DATE: Wednesday, 16 March 2011
PLACE: Unit 1, 34 Kings Park Road, West Perth, WA 6005
This Notice of Meeting should be read in its entirety. If Shareholders are in doubt as to how they should vote, they should seek advice from their professional advisers prior to voting.
Should you wish to discuss the matters in this Notice of Meeting please do not hesitate to contact the Company Secretary on (+61 8) 8 9382 3955.
C O N T E N T S P A G E
| Notice of General Meeting (setting out the proposed resolutions) | 3 |
|---|---|
| Explanatory Statement (explaining the proposed resolutions) | 4 |
| Glossary | 5 |
| Proxy Form | 6 |
T I M E A N D P L A C E O F M E E T I N G A N D H O W T O V O T E
VENUE
The General Meeting of the Shareholders to which this Notice of Meeting relates will be held at:
10.00am (WST) on Wednesday, 16 March 2011 at:
Unit 1, 34 Kings Park Road West Perth WA 6005
YOUR VOTE IS IMPORTANT
The business of the General Meeting affects your shareholding and your vote is important.
VOTING IN PERSON
To vote in person, attend the General Meeting on the date and at the place set out above.
VOTING BY PROXY
To vote by proxy, please complete and sign the enclosed Proxy Form and return by the time and in accordance with the instructions set out on the Proxy Form.

* RECORDS

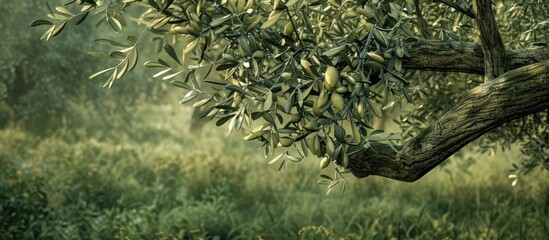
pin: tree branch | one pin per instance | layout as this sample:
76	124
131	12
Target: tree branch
492	44
515	94
458	7
466	57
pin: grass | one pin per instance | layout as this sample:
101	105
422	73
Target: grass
153	178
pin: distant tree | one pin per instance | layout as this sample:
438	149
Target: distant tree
311	76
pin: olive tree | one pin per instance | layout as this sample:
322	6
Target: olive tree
311	77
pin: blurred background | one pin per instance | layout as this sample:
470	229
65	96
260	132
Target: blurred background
78	161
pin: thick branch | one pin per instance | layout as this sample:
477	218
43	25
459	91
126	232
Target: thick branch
453	56
514	94
458	7
492	45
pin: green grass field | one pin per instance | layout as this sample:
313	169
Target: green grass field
152	178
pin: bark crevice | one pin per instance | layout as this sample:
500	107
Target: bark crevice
515	94
464	57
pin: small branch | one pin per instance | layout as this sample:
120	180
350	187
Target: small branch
422	23
465	57
515	94
492	45
459	8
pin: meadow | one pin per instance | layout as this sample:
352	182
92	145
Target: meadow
81	162
148	176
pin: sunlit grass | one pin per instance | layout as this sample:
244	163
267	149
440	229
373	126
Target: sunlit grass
153	178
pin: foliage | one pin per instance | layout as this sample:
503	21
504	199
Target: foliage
303	71
41	88
137	184
304	75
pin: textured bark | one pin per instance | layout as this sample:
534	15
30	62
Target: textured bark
456	6
492	45
514	94
466	57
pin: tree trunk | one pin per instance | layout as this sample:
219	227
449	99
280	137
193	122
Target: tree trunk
515	94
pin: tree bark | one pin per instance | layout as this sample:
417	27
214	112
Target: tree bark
514	94
465	57
492	44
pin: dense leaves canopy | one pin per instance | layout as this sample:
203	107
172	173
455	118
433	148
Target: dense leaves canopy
310	76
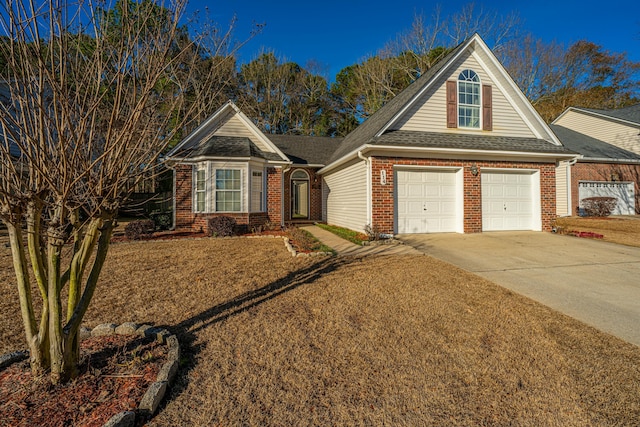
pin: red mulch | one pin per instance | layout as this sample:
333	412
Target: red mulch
116	371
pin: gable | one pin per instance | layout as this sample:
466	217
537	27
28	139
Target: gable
233	126
227	133
624	136
429	111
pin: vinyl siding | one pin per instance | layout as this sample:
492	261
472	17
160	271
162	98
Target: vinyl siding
345	197
618	134
429	112
234	127
562	189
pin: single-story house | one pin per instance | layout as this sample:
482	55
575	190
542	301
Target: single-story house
609	142
602	169
460	150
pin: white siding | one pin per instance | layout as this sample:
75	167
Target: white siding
345	197
562	189
429	113
614	133
234	127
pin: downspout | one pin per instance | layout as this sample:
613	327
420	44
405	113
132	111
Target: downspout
367	162
570	186
284	171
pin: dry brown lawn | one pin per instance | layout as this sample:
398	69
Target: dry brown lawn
615	230
406	340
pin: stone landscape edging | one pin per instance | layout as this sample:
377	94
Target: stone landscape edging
156	391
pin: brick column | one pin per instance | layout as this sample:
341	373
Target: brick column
274	194
184	199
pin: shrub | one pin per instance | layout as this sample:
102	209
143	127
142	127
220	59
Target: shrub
139	229
373	233
162	220
598	206
221	226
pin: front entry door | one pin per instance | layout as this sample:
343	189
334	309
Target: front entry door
299	199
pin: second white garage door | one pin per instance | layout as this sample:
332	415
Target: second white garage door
427	201
508	201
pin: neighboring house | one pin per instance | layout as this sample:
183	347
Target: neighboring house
609	144
460	150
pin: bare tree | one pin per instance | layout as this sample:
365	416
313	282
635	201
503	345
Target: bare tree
91	97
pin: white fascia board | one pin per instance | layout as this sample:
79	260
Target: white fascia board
562	115
193	160
305	165
203	125
448	153
466	154
608	160
506	77
600	115
431	82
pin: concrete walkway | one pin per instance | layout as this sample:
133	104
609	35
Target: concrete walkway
346	248
593	281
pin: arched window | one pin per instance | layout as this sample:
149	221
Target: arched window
469	100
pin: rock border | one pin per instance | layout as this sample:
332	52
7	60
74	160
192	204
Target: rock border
155	393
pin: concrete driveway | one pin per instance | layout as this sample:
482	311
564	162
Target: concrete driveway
593	281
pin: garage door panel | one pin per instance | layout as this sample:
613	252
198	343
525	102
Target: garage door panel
624	192
507	201
426	201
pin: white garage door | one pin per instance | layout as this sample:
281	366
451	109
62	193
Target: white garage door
507	201
623	191
426	201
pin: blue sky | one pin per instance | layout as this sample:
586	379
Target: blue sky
340	33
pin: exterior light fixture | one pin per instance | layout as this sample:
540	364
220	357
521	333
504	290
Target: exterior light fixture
383	177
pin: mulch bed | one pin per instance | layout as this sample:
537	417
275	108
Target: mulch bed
115	373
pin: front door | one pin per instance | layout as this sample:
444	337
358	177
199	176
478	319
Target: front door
300	199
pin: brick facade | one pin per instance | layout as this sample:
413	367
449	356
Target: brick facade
383	197
603	172
186	219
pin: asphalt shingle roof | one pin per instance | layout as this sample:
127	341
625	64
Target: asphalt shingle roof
630	114
306	150
591	147
468	142
225	146
367	129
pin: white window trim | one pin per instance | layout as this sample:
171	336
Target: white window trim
215	190
210	191
479	106
196	169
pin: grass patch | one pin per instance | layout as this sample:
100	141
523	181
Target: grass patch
347	234
270	339
307	242
616	230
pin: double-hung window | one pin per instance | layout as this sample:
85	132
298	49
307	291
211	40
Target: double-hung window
469	100
228	193
200	189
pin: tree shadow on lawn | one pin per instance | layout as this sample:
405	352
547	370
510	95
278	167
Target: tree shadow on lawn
187	329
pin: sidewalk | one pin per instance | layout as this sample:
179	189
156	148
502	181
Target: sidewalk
345	248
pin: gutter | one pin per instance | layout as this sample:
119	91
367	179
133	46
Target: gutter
458	153
607	160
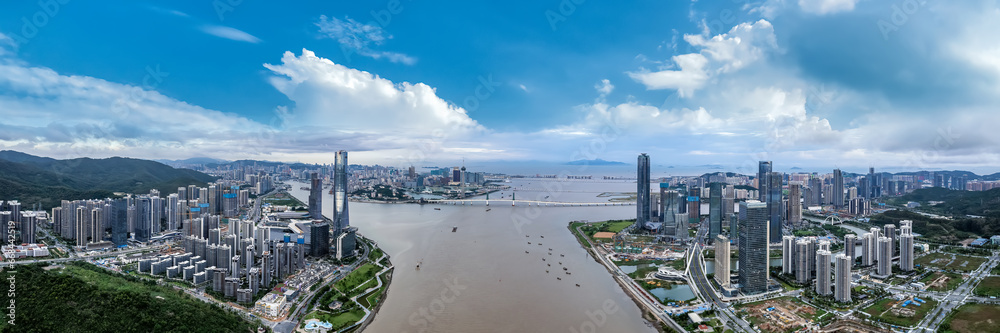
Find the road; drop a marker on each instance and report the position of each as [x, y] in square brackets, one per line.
[95, 256]
[957, 297]
[630, 287]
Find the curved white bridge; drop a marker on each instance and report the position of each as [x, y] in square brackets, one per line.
[484, 202]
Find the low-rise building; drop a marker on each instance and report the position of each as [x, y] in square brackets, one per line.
[270, 305]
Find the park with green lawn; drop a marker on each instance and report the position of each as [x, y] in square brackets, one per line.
[347, 311]
[891, 311]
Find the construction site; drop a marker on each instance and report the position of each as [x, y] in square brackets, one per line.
[779, 315]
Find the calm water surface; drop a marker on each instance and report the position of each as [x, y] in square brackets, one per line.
[500, 288]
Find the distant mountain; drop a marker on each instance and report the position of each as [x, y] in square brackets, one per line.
[294, 165]
[594, 162]
[33, 179]
[955, 202]
[192, 161]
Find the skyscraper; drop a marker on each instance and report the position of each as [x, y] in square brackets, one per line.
[681, 230]
[788, 255]
[889, 231]
[802, 255]
[694, 204]
[763, 176]
[315, 196]
[843, 278]
[319, 238]
[714, 210]
[668, 210]
[794, 203]
[868, 247]
[850, 247]
[642, 192]
[906, 245]
[341, 219]
[774, 207]
[823, 272]
[838, 189]
[884, 256]
[816, 184]
[722, 260]
[753, 247]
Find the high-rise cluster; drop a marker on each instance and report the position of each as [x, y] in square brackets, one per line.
[642, 192]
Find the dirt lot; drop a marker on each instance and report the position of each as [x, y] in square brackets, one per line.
[975, 318]
[787, 314]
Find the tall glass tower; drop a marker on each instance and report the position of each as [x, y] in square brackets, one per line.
[714, 210]
[753, 247]
[774, 206]
[315, 196]
[763, 173]
[838, 189]
[642, 192]
[340, 216]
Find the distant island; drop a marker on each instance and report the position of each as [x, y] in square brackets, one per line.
[594, 162]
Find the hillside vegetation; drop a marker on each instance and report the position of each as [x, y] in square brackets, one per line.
[85, 298]
[32, 179]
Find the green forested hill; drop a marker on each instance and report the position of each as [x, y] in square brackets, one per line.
[33, 179]
[85, 298]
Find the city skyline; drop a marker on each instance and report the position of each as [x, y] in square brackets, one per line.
[692, 79]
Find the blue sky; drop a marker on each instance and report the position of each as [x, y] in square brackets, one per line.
[809, 83]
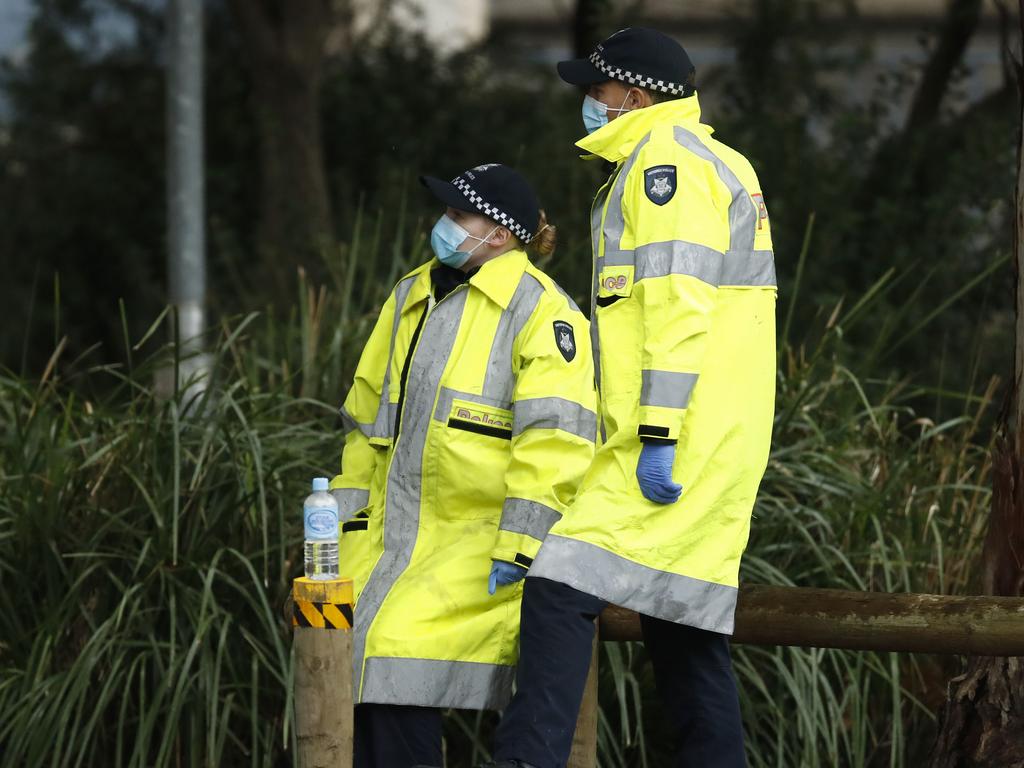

* DIRECTIONS
1. According to the meeting notice, at what time will the General Meeting be held?
2. Rewrite the meeting notice starting with "C O N T E N" and going on through "vote is important.", with "Glossary" replaced by "Definitions".

* SOLVED TASKS
1. 10.00am (WST)

2.
C O N T E N T S P A G E
| Notice of General Meeting (setting out the proposed resolutions) | 3 |
|---|---|
| Explanatory Statement (explaining the proposed resolutions) | 4 |
| Definitions | 5 |
| Proxy Form | 6 |
T I M E A N D P L A C E O F M E E T I N G A N D H O W T O V O T E
VENUE
The General Meeting of the Shareholders to which this Notice of Meeting relates will be held at:
10.00am (WST) on Wednesday, 16 March 2011 at:
Unit 1, 34 Kings Park Road West Perth WA 6005
YOUR VOTE IS IMPORTANT
The business of the General Meeting affects your shareholding and your vote is important.